• What is asked: Format every line of the records below as a JSON list of strings, one string per line, skipping blank lines and leaving out the pictures.

• Data provided:
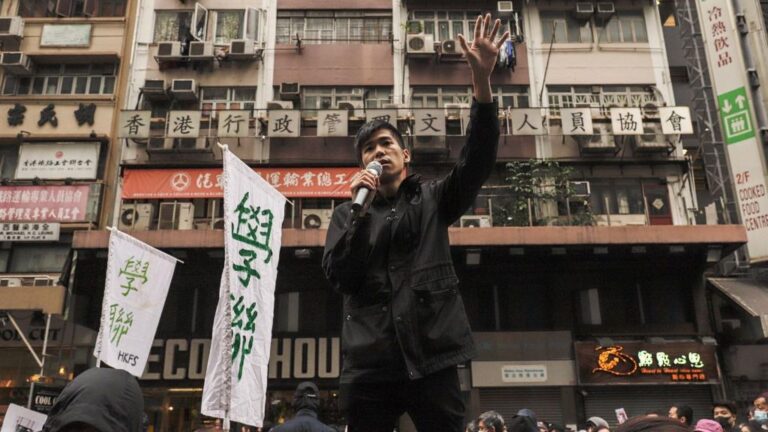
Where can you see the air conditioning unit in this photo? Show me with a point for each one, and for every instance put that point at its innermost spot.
(154, 89)
(201, 50)
(176, 216)
(135, 217)
(16, 63)
(475, 221)
(580, 189)
(414, 27)
(11, 28)
(450, 48)
(170, 50)
(316, 218)
(605, 9)
(652, 139)
(505, 8)
(184, 89)
(584, 10)
(10, 282)
(290, 91)
(420, 44)
(280, 105)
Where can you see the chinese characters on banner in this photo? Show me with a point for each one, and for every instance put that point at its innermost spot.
(44, 203)
(207, 182)
(137, 282)
(745, 153)
(236, 376)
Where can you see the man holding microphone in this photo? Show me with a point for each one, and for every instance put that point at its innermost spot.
(387, 252)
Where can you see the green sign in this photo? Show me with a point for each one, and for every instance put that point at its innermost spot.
(736, 117)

• Task response:
[
  "Where can you see the air conditioning unit in this photo? Show me with a point for each one, and for every instance put that point at its innermost spot.",
  "(154, 89)",
  "(201, 50)",
  "(176, 216)",
  "(135, 217)",
  "(16, 63)",
  "(475, 221)",
  "(580, 189)",
  "(414, 27)",
  "(11, 28)",
  "(450, 48)",
  "(170, 50)",
  "(316, 218)",
  "(605, 9)",
  "(652, 139)",
  "(505, 8)",
  "(184, 89)",
  "(584, 10)",
  "(10, 282)",
  "(290, 91)",
  "(420, 44)",
  "(280, 105)",
  "Where can you see the chinese characters on banner in this photo? Show me with a point for each one, and for every instance put that point at its innermost spot.",
  "(44, 203)",
  "(207, 182)",
  "(137, 282)",
  "(745, 153)",
  "(236, 376)",
  "Where can you see the man holding microphone in this photo? Show me with a point for each one, and for every instance put that point at its innermost spot.",
  "(387, 252)",
  "Where can you see the green sign in this photo? Show me with a point for each one, and for every instance put that point at its innermost spot.",
  "(736, 117)"
]